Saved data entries

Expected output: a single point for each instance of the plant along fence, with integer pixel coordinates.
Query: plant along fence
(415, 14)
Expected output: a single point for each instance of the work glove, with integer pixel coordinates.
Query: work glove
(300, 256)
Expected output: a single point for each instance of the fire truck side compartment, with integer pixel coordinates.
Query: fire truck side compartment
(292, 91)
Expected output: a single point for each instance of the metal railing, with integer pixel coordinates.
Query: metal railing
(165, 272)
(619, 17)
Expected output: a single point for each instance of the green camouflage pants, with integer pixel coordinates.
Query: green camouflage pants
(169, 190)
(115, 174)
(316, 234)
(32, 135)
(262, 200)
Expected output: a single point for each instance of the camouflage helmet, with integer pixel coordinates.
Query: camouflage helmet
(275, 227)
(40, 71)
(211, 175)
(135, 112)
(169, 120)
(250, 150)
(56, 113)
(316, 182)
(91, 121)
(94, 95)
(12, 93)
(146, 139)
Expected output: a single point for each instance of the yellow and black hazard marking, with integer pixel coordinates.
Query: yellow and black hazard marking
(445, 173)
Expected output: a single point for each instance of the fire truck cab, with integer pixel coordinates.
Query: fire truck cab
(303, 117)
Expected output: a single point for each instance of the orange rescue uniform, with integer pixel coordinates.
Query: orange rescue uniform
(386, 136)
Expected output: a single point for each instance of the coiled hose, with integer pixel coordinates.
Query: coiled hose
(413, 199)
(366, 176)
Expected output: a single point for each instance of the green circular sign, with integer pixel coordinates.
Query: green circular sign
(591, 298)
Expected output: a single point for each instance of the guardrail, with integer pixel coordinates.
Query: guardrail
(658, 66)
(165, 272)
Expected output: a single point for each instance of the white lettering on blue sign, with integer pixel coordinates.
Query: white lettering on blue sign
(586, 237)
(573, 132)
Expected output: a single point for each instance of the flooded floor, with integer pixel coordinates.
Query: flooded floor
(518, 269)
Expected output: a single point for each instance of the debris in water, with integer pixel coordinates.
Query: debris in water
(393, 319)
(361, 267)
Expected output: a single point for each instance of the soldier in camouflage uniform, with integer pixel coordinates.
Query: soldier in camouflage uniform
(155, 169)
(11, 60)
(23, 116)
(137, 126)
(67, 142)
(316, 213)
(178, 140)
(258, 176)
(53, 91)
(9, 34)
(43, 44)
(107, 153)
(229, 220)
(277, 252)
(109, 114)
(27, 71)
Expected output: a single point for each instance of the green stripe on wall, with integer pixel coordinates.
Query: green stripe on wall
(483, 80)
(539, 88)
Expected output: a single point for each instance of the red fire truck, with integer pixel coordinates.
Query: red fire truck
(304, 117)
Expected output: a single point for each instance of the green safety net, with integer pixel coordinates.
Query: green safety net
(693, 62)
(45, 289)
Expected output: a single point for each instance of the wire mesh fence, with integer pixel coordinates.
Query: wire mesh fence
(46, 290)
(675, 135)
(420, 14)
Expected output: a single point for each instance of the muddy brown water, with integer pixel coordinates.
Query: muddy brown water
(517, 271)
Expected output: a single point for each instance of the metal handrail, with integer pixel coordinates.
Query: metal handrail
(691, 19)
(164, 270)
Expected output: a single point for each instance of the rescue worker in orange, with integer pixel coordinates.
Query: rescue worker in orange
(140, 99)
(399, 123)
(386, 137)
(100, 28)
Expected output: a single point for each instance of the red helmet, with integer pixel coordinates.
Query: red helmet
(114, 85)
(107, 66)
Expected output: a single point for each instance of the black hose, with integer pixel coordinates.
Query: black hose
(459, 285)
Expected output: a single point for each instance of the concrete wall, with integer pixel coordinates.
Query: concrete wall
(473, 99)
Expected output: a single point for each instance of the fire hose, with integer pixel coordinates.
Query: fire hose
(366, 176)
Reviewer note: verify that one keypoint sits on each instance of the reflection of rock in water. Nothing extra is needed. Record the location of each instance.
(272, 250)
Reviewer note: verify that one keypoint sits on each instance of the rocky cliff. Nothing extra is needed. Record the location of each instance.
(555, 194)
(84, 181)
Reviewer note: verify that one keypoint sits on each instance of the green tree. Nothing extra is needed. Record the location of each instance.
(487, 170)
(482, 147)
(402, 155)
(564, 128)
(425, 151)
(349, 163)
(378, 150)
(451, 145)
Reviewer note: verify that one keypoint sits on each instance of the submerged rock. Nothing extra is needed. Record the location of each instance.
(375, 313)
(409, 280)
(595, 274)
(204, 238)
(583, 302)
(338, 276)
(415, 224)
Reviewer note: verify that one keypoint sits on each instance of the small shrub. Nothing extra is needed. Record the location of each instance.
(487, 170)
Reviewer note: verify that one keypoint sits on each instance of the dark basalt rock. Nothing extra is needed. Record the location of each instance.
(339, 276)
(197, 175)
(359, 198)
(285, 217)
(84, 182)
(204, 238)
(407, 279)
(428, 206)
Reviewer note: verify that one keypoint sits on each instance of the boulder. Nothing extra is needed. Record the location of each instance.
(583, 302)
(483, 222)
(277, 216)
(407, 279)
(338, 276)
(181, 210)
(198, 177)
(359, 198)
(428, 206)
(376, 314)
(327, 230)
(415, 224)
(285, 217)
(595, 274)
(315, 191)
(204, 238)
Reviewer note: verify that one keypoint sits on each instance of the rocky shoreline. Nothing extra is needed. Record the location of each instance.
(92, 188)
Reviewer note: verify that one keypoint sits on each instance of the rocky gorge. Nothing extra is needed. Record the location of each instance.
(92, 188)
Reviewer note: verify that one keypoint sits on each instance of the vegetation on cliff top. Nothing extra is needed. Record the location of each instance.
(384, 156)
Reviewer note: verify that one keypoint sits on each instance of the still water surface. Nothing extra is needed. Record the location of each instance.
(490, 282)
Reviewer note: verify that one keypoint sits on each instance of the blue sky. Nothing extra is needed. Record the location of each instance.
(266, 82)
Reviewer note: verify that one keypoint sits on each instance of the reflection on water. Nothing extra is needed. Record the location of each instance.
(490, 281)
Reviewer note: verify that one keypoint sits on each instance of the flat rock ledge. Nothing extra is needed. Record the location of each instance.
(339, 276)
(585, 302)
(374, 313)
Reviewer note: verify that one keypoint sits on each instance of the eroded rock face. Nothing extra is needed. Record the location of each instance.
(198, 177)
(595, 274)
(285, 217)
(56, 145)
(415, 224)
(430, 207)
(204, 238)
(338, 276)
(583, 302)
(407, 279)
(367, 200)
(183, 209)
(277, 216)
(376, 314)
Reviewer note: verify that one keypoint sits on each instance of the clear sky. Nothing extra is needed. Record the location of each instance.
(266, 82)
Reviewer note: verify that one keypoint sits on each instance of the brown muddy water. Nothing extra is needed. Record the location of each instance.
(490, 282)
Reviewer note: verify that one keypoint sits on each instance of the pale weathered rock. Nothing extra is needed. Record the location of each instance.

• _WHAT TO PRODUCE_: Would you output every record above exactly as it stands?

• _WRITTEN RESPONSE_:
Expected output: a single point for each instance of the plant along fence, with integer pixel coordinates.
Query: plant along fence
(415, 14)
Expected output: a single point for each instance of the work glove, with integer pixel coordinates.
Query: work glove
(300, 256)
Expected output: a single point for each instance of the fire truck side compartment, with integer pixel coordinates.
Query: fire truck side compartment
(292, 91)
Expected output: a single point for each instance of the metal railing, with integer pixel coordinates.
Query: metal railing
(165, 272)
(619, 17)
Expected output: a single point for each instance of the green camouflage pants, with integer pixel coordinates.
Query: green camouflage pants
(169, 190)
(115, 174)
(316, 234)
(32, 135)
(262, 200)
Expected output: a single point for each instance of the camouflage helmet, with integer pixel coordinates.
Query: camouflage helmet
(275, 227)
(40, 71)
(211, 175)
(135, 112)
(169, 120)
(250, 150)
(56, 113)
(316, 182)
(91, 121)
(94, 95)
(12, 93)
(146, 139)
Expected output: a single point for each instance of the yellow and black hazard marking, with integer pixel coordinates.
Query: yellow and black hazard marking
(445, 173)
Expected output: a single point for each instance of the fire truck cab, with integer pixel coordinates.
Query: fire truck cab
(303, 117)
Expected output: a single point for each instance of the orange rescue uniform, with integer pixel coordinates.
Query: orange rescue uniform
(386, 136)
Expected output: a single point for each instance of the coiled hose, with integer pixel coordinates.
Query: coiled hose
(413, 199)
(366, 176)
Expected output: a single point for each instance of the green circular sign, with integer pixel coordinates.
Query: green circular sign
(591, 298)
Expected output: a single point for each instance of the guardrail, with integer pixel coordinates.
Query: guardrail
(658, 66)
(165, 272)
Expected output: a single point for each instance of the white lettering on blue sign, with integer pixel coordinates.
Query: white lettering on blue sign
(586, 237)
(573, 132)
Expected output: a single point for each instance of the flooded floor, with integer pixel coordinates.
Query: flooded floor
(518, 269)
Expected output: a single point for each instance of the debris in water, with integer pixel coordinates.
Query: debris in water
(393, 319)
(361, 267)
Expected output: a single point for each instance of the soldier in camouflage uniform, with integer pixel coordinates.
Query: soldier in camouflage uniform
(155, 169)
(11, 60)
(23, 116)
(137, 126)
(67, 142)
(316, 213)
(178, 140)
(258, 176)
(53, 91)
(9, 34)
(43, 44)
(107, 153)
(229, 220)
(277, 252)
(109, 114)
(27, 71)
Expected output: a single point for each instance of the green stripe on wall, with integer pixel coordinates.
Query: green stripe on wall
(483, 80)
(539, 88)
Expected output: a single point for each instance of the red fire truck, with integer pixel coordinates.
Query: red fire truck
(304, 117)
Expected output: a single point for each instance of the green safety net, with integer pixel coordinates.
Query: green safety net
(693, 62)
(45, 289)
Expected output: a single point for each instance of the wire mesh fence, with integer pixel coordinates.
Query: wire mesh fence
(46, 290)
(675, 135)
(420, 14)
Expected output: a single point for each instance of the muddy brown water, with integer pixel coordinates.
Query: muddy brown water
(517, 271)
Expected output: a single point for each instance of the metal handrail, with integer pixel coordinates.
Query: metal handrail
(691, 19)
(164, 270)
Expected output: a single point for each instance of the rescue worker in orange, with integer pixel coordinates.
Query: rescue worker in orange
(140, 99)
(399, 123)
(386, 137)
(100, 28)
Expected output: a single point for each instance of the red helmet, with integer pixel coordinates.
Query: red helmet
(114, 85)
(107, 66)
Expected output: a single point for each instance of the black hose, with integer pixel coordinates.
Query: black hose
(459, 285)
Expected output: a single point for each instance of the concrete wall, with integer pixel coordinates.
Query: concrete wall
(473, 99)
Expected output: a single point for each instance of the fire hose, with integer pixel coordinates.
Query: fire hose
(366, 176)
Reviewer note: verify that one keypoint sits on each instance of the reflection of rock in water. Nothing extra is needed. Record the location of each instance.
(272, 250)
Reviewer note: verify that one keypoint sits on each instance of the rocky cliff. Nothing extra is needed. Record the location of each instance.
(555, 194)
(84, 181)
Reviewer note: verify that one keypoint sits on each instance of the green tree. Nothing extra is needed. Record the location of each instance.
(487, 170)
(482, 147)
(402, 155)
(564, 128)
(425, 151)
(349, 163)
(378, 150)
(451, 145)
Reviewer note: verify that one keypoint sits on each instance of the submerged rock. Nothing extra is needed. Record the location of each instance.
(375, 313)
(409, 280)
(595, 274)
(204, 238)
(583, 302)
(338, 276)
(415, 224)
Reviewer note: verify that one keypoint sits on each instance of the small shrub. Nothing extra is needed. Record the location of each instance.
(487, 170)
Reviewer note: verify that one keypoint sits on each instance of the dark basalt rock. Nothing extra is needed. Record the location of each instance.
(339, 276)
(197, 175)
(359, 198)
(285, 217)
(84, 182)
(204, 238)
(407, 279)
(428, 206)
Reviewer note: verify that one keypoint sits on each instance of the boulder. Nothing extra is needed. Record the location of each instance.
(583, 302)
(483, 222)
(277, 216)
(407, 279)
(338, 276)
(181, 210)
(198, 177)
(359, 198)
(428, 206)
(376, 314)
(327, 230)
(415, 224)
(285, 217)
(595, 274)
(315, 191)
(204, 238)
Reviewer note: verify that one keypoint sits on each instance of the rocky shoreline. Nothing extra is needed. Record the location of each instance.
(92, 188)
Reviewer note: verify that one keypoint sits on each instance of the rocky gorge. Nothing extra is needed. Record the location of each instance.
(92, 188)
Reviewer note: verify that one keypoint sits on each instance of the vegetation on cliff top. Nothing extra is needed. Record the location of each instance.
(384, 156)
Reviewer note: verify that one keypoint sits on each instance of the still water surface. Nothing extra is needed. Record the location of each instance.
(490, 282)
Reviewer note: verify that one keypoint sits on each instance of the blue sky. Nothing extra is needed. Record the location of each instance.
(266, 82)
Reviewer note: verify that one keypoint sits on each instance of the reflection on water. Nothing extra is needed. Record the location of each instance.
(490, 281)
Reviewer note: verify that one keypoint sits on each instance of the flat rock ledge. Nothing extra is needed. Record the location of each instance.
(339, 276)
(585, 302)
(374, 313)
Reviewer note: verify that one keypoint sits on each instance of the eroded rock face. Nothing extra is needed. Record the location of each instance.
(198, 177)
(595, 274)
(285, 217)
(56, 145)
(415, 224)
(430, 207)
(204, 238)
(338, 276)
(583, 302)
(407, 279)
(367, 200)
(183, 209)
(277, 216)
(376, 314)
Reviewer note: verify that one keypoint sits on each instance of the clear sky. Nothing extra is needed. Record the location of each instance.
(266, 82)
Reviewer note: verify that one keypoint sits on each instance of the brown muddy water. Nothing extra is needed. Record the location of each instance.
(490, 282)
Reviewer note: verify that one keypoint sits on each instance of the pale weathered rock. Nothing extra is needed. Record the location of each instance.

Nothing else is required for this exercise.